=== WORK REQUIRED ===
Reproduce, character for character, the part of the rows that opens with the line containing "Call locate_point to put a point on the dense" and runs through the last line of the rows.

=== DATA ENTRIES ===
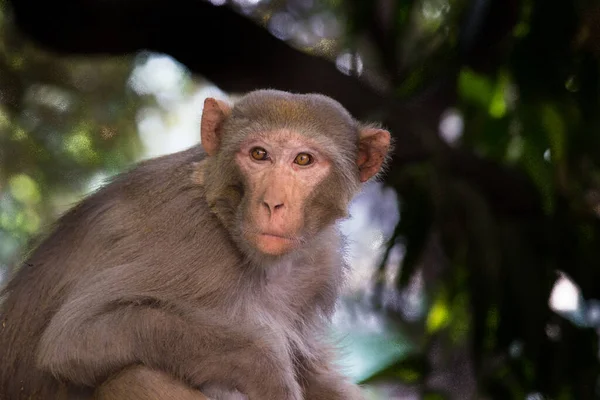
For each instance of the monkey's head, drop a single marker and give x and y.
(283, 167)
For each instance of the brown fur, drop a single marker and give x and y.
(147, 289)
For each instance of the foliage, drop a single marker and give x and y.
(514, 84)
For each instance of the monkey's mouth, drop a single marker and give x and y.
(275, 244)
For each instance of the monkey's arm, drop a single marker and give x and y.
(111, 323)
(320, 378)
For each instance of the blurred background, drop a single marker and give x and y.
(475, 261)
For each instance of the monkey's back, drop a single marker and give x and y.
(109, 226)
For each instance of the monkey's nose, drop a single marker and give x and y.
(272, 205)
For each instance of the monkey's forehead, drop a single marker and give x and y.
(284, 106)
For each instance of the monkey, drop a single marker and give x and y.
(208, 273)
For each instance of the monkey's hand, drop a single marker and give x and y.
(109, 323)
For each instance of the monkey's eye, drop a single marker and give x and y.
(259, 154)
(303, 159)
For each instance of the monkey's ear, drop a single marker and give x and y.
(213, 115)
(373, 148)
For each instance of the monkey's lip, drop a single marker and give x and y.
(275, 235)
(274, 243)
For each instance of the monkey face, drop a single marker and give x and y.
(282, 169)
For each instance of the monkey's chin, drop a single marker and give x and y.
(274, 245)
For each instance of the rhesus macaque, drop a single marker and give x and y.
(213, 270)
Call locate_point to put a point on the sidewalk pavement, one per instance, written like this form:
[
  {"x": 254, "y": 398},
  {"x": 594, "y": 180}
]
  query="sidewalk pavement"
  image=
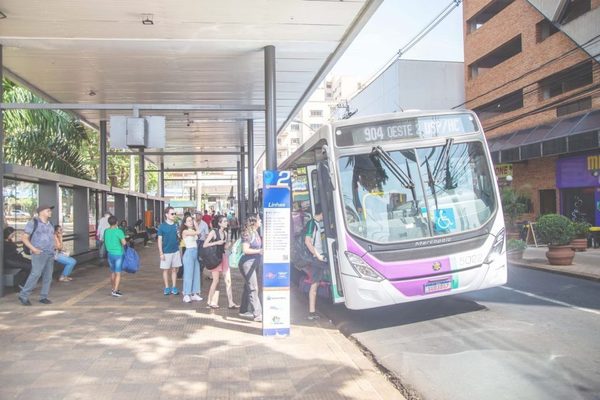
[
  {"x": 144, "y": 345},
  {"x": 586, "y": 264}
]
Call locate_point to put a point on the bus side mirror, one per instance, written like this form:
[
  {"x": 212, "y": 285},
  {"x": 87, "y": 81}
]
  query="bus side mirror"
[{"x": 325, "y": 173}]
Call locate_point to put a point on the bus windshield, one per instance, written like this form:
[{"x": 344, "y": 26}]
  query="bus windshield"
[{"x": 414, "y": 194}]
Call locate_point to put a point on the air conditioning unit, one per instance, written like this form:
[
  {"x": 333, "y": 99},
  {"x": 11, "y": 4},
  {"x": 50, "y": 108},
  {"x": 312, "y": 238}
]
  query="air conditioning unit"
[{"x": 137, "y": 133}]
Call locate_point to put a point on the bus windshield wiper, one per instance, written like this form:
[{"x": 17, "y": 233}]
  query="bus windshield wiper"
[
  {"x": 431, "y": 182},
  {"x": 384, "y": 156},
  {"x": 442, "y": 159}
]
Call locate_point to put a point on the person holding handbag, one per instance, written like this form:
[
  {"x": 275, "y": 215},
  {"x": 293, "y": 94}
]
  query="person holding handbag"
[
  {"x": 191, "y": 266},
  {"x": 218, "y": 237},
  {"x": 62, "y": 257},
  {"x": 249, "y": 264}
]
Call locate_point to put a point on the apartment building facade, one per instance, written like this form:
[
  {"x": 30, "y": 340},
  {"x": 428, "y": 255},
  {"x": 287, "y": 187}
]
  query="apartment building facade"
[{"x": 536, "y": 88}]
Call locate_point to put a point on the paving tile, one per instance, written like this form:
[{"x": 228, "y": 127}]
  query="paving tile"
[{"x": 89, "y": 345}]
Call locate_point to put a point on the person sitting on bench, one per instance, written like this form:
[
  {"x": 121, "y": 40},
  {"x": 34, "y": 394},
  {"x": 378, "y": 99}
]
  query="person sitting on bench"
[{"x": 13, "y": 258}]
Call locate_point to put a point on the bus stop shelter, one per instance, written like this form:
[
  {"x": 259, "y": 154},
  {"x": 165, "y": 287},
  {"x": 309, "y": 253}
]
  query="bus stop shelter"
[{"x": 226, "y": 75}]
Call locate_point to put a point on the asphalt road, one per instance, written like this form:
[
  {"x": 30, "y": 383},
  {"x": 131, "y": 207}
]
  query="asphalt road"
[{"x": 538, "y": 337}]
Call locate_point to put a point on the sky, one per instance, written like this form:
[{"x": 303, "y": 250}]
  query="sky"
[{"x": 392, "y": 26}]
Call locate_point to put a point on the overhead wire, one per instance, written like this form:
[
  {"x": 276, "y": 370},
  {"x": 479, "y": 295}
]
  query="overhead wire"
[{"x": 411, "y": 43}]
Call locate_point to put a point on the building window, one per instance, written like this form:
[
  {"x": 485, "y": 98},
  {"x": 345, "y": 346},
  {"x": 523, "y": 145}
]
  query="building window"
[
  {"x": 20, "y": 203},
  {"x": 574, "y": 106},
  {"x": 93, "y": 202},
  {"x": 575, "y": 9},
  {"x": 547, "y": 201},
  {"x": 510, "y": 102},
  {"x": 566, "y": 80},
  {"x": 495, "y": 57},
  {"x": 543, "y": 30},
  {"x": 66, "y": 213},
  {"x": 486, "y": 14}
]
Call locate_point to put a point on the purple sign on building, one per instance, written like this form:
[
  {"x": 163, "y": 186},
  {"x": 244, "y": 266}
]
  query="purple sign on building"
[{"x": 577, "y": 172}]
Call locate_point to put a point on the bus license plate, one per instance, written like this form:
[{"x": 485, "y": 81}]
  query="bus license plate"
[{"x": 438, "y": 286}]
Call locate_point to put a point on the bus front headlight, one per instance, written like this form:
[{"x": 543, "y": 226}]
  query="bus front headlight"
[
  {"x": 363, "y": 269},
  {"x": 497, "y": 247}
]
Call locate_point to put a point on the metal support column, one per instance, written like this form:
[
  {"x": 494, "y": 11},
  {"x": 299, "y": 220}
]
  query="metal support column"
[
  {"x": 142, "y": 174},
  {"x": 81, "y": 229},
  {"x": 161, "y": 181},
  {"x": 243, "y": 210},
  {"x": 241, "y": 214},
  {"x": 132, "y": 204},
  {"x": 103, "y": 178},
  {"x": 251, "y": 166},
  {"x": 1, "y": 174},
  {"x": 120, "y": 211},
  {"x": 270, "y": 111}
]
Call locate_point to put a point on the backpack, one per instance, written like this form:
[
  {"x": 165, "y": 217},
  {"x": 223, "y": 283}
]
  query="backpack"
[
  {"x": 208, "y": 255},
  {"x": 237, "y": 251},
  {"x": 131, "y": 261},
  {"x": 300, "y": 254},
  {"x": 26, "y": 249}
]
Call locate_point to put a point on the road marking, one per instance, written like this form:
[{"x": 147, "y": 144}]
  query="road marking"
[{"x": 562, "y": 303}]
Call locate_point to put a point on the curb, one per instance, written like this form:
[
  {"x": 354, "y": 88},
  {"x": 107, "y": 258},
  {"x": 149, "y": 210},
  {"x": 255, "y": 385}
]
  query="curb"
[{"x": 548, "y": 268}]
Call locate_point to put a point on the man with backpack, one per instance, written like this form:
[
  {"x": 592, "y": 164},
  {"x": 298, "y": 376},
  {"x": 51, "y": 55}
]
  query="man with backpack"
[
  {"x": 314, "y": 244},
  {"x": 38, "y": 238}
]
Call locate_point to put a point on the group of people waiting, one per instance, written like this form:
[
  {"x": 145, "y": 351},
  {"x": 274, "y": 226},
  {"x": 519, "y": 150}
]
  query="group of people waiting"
[{"x": 179, "y": 246}]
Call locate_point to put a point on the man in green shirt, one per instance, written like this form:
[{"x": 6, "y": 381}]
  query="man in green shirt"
[{"x": 114, "y": 240}]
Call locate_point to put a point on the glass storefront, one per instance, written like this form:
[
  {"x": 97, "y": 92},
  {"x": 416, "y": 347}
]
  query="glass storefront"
[
  {"x": 66, "y": 217},
  {"x": 93, "y": 202},
  {"x": 578, "y": 179},
  {"x": 20, "y": 202}
]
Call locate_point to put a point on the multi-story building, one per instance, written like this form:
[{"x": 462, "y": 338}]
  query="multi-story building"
[
  {"x": 532, "y": 75},
  {"x": 315, "y": 113}
]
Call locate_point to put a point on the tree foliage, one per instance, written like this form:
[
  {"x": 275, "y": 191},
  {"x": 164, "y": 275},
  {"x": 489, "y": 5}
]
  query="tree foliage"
[
  {"x": 50, "y": 140},
  {"x": 55, "y": 141}
]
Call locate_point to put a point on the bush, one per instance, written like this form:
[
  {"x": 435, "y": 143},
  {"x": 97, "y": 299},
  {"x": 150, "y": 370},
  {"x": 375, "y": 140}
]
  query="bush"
[
  {"x": 515, "y": 245},
  {"x": 581, "y": 229},
  {"x": 555, "y": 230}
]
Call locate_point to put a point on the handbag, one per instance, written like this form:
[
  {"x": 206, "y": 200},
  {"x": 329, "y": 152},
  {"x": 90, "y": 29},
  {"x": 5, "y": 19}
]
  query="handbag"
[
  {"x": 131, "y": 261},
  {"x": 209, "y": 256}
]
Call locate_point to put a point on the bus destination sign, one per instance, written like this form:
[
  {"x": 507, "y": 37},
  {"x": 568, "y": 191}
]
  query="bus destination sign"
[{"x": 409, "y": 128}]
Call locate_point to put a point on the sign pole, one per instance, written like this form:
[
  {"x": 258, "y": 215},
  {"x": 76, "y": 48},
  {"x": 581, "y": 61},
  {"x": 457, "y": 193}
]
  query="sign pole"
[{"x": 276, "y": 253}]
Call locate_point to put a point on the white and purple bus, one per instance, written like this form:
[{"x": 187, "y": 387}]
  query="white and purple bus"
[{"x": 411, "y": 209}]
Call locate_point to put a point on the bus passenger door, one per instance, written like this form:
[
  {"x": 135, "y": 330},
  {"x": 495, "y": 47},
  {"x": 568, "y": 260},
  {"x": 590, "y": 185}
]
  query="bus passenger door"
[{"x": 323, "y": 195}]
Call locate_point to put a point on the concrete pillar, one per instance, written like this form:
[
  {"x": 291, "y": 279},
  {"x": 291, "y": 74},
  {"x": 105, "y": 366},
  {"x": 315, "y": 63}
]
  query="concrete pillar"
[
  {"x": 1, "y": 174},
  {"x": 161, "y": 180},
  {"x": 120, "y": 211},
  {"x": 103, "y": 178},
  {"x": 250, "y": 166},
  {"x": 81, "y": 202},
  {"x": 243, "y": 210},
  {"x": 131, "y": 210}
]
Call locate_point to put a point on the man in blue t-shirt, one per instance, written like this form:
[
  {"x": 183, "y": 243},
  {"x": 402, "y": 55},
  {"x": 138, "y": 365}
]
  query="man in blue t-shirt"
[
  {"x": 168, "y": 248},
  {"x": 38, "y": 236}
]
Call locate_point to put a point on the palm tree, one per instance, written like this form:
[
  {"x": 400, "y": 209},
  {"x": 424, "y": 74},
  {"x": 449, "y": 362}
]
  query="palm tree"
[{"x": 50, "y": 140}]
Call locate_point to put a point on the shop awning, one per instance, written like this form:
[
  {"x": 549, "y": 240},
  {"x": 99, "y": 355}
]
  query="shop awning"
[{"x": 562, "y": 136}]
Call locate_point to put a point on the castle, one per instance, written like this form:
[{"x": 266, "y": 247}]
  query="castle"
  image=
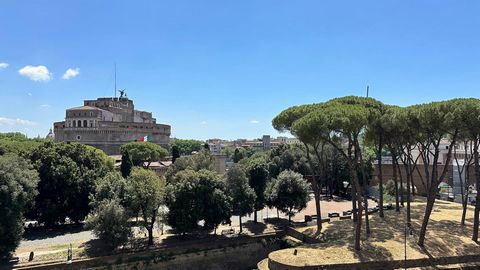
[{"x": 107, "y": 123}]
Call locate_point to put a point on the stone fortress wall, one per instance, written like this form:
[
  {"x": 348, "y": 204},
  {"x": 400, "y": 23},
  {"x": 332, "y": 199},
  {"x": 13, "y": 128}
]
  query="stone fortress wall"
[{"x": 108, "y": 123}]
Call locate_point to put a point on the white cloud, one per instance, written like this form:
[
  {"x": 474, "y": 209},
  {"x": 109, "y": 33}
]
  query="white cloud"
[
  {"x": 36, "y": 73},
  {"x": 70, "y": 73},
  {"x": 4, "y": 121}
]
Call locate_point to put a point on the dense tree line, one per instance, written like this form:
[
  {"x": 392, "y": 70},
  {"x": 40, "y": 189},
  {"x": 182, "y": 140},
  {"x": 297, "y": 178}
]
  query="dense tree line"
[{"x": 348, "y": 122}]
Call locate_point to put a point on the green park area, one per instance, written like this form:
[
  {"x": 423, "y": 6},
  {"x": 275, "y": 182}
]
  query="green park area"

=== COMPLETED EXERCISE ===
Call locate_point to put a point on the dense tree line, one per instance, written like this form:
[
  {"x": 392, "y": 70},
  {"x": 40, "y": 189},
  {"x": 182, "y": 140},
  {"x": 297, "y": 178}
]
  query="dense tree line"
[{"x": 348, "y": 122}]
Call locate_point to put a point on the green park area, one per instance, written like this form:
[
  {"x": 423, "y": 6},
  {"x": 275, "y": 182}
]
  query="green park area"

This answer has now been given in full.